───── Extract ─────
Hey Chad, not sure I've seen that photo before... seriously - where did you get that? I'd like to post it on OKC Central.

----------


## Urbanized

Wichita Eagle. I'm a Google ninja.

----------


## Spartan

> What about the buildings in the background behind this guy?


Urbanized, that's not you is it?

----------


## Urbanized

Nope. Not me. That's Devery Youngblood, who was the first director of the Automobile Alley Main Street Program. I was the third. I was a board member of AAMSP at the time. Devery was also the first (and only) MAPS Private Investment office director for the Chamber, and the first (and formative) president of Downtown Oklahoma City Incorporated.

My AAMSP media photos were far more embarrassing than that one. Staring off into the distance, holding blueprints I had nothing to do with, that kind of cornball stuff. Fortunately at least my glasses were smaller.

And yes, I would happily tease Devery about his '90s glasses to his face, preferably over a cold malted beverage. That guy had a lot to do with getting downtown to where we are today.

----------


## Spartan

Alright, yeah I've seen that name a few times. It's just kinda hard to play the "guess what this person looked like in the 90s Game" ha. If you ask me, we should get on creating a MAPS 3 Private Investment office (or is that just the Alliance?)..

The disturbing thing is the simple fact that we are having this conversation. It's 2012, and some people still think old buildings are a curse. The most depressing thing is that I'm absolutely 100% that these views aren't just held by SoonerBoy on the Internet, but also many of the most important movers and shakers. I wouldn't be surprised if this is the personal opinion of Larry Nichols.

----------


## Steve

Urbanized, Devery is going to kill you for posting that photo.

----------


## SoonerBoy18

I want to see Oklahoma City continue to progress as much as possible, I just think images like this will not attract anyone to relocate here due to our "image issue" already.

----------


## Spartan

> I want to see Oklahoma City continue to progress as much as possible, I just think images like this will not attract anyone to relocate here due to our "image issue" already.


Our "image issue" is one that is actually prolonged by demolishing so many meritorious historic structures. Outsiders don't think there are things of value in OKC, and don't think it's possible that OKC could have quality urban areas. So the solution is to create more quality urban areas, not to create more areas of worthlessness. We need to renovate those historic buildings.

I'm a sucker for well-preserved brick and mortar. Most people "like" old buildings, which is a major victory that the historic preservation movement has accomplished. Notice the kind of opportunities that exist with seemingly dull brick warehouses:








If you want to see just what a huge difference a fresh coat of paint can make on buildings HERE in Oklahoma, check this program out.

This is Film Row, which used to be known as "Skid Row" (area along West Main, West Sheridan, West California), which is now the latest area to see a number of historic renovation projects. It has been nothing short of another transformation that will positively affect how people see our city, especially if they visit the IAO Gallery, or Joey's Pizza, or the new architecture firm, or..you get the point. These are the kinds of opportunities that historic buildings are so great for.
─────
Instruction 1:
Can you locate each line in the records below that contains the word "creamer" and copy those lines?
───── Data supplied ─────
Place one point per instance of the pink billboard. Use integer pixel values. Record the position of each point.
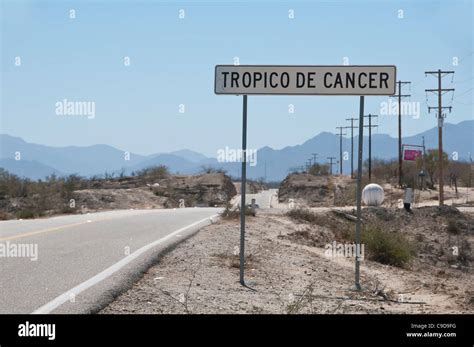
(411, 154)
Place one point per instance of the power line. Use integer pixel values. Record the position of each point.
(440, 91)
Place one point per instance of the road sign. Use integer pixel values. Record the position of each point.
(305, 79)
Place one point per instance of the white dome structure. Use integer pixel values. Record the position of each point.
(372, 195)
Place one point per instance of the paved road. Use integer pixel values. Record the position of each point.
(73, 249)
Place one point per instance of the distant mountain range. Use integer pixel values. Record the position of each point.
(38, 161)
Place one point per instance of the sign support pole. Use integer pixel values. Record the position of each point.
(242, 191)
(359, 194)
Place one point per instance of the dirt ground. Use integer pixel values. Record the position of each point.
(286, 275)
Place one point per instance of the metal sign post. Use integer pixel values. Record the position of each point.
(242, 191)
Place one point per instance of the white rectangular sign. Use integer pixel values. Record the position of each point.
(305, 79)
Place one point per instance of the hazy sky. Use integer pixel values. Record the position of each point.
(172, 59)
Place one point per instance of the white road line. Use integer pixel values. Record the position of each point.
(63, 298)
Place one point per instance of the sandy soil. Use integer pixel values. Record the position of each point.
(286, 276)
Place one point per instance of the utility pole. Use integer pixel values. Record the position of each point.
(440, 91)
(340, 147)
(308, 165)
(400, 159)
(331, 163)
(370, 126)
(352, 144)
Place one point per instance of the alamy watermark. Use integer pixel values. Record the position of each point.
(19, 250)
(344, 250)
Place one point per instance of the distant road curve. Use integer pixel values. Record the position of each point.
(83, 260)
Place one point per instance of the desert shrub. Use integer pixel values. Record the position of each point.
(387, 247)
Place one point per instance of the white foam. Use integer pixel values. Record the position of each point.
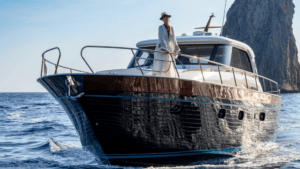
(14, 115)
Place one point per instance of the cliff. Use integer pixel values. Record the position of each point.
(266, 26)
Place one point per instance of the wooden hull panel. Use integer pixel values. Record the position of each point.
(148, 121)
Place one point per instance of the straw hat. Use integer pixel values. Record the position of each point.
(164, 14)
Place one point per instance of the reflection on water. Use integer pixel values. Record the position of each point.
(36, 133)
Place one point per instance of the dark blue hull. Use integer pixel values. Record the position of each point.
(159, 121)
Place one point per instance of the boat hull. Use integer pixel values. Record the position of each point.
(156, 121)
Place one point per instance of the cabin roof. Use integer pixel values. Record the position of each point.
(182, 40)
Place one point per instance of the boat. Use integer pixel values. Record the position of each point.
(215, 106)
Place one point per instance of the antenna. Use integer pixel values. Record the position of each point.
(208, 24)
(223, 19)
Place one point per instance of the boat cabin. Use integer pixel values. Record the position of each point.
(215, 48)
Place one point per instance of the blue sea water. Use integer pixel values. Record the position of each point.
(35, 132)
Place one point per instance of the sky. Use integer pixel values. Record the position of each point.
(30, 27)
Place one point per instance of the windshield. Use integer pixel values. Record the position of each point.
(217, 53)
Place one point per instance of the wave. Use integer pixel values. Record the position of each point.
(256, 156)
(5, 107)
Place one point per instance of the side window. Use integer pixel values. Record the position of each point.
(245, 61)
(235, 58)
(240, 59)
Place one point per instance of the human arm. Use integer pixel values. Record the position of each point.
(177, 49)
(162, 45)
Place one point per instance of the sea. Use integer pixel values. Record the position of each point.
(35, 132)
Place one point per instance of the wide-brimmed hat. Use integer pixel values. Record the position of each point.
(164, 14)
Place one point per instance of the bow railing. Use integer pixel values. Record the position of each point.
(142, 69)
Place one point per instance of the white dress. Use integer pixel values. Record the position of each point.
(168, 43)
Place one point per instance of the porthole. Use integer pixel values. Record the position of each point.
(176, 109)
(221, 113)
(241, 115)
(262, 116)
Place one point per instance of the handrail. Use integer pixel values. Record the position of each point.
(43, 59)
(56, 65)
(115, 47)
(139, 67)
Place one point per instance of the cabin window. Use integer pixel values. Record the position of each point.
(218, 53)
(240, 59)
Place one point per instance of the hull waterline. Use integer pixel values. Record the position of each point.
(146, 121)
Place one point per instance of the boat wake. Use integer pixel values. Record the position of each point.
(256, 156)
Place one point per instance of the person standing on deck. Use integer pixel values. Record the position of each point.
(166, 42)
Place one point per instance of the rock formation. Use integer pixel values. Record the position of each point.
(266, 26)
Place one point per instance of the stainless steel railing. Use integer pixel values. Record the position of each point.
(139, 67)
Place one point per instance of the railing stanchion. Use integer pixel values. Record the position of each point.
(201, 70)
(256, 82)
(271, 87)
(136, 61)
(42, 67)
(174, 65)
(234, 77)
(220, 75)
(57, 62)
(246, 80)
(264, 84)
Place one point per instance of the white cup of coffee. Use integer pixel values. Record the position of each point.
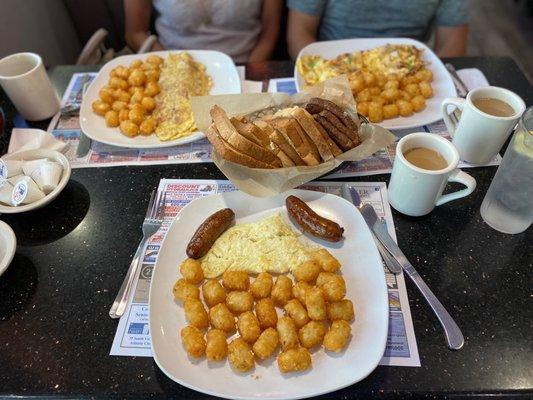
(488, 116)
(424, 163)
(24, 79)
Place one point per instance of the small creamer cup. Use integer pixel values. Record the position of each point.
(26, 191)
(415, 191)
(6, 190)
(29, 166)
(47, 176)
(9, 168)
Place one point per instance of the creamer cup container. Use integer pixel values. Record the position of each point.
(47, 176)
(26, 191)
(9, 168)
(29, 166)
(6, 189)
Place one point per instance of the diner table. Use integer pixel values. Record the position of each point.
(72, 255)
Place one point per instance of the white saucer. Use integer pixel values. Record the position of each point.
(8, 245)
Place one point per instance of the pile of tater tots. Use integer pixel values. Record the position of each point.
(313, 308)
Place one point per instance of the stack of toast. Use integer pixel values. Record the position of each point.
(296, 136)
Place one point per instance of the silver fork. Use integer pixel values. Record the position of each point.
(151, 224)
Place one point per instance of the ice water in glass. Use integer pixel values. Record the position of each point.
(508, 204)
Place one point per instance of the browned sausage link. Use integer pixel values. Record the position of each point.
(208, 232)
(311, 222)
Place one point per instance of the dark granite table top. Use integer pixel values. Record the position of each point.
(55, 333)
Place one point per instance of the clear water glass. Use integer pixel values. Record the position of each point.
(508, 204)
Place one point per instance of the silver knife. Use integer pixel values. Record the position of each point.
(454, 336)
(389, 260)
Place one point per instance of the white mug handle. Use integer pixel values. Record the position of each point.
─────
Instruction 2:
Could you reproduce the passage of the Oklahoma City forum thread above between "Alright, yeah I've" and "of Larry Nichols.", inclusive?

Solution 1:
Place one point per instance of the small creamer cup. Use integer pixel values. Record the position of each point.
Place one point per instance of the creamer cup container. Use integer pixel values. Record the position of each point.

Solution 2:
Alright, yeah I've seen that name a few times. It's just kinda hard to play the "guess what this person looked like in the 90s Game" ha. If you ask me, we should get on creating a MAPS 3 Private Investment office (or is that just the Alliance?)..

The disturbing thing is the simple fact that we are having this conversation. It's 2012, and some people still think old buildings are a curse. The most depressing thing is that I'm absolutely 100% that these views aren't just held by SoonerBoy on the Internet, but also many of the most important movers and shakers. I wouldn't be surprised if this is the personal opinion of Larry Nichols.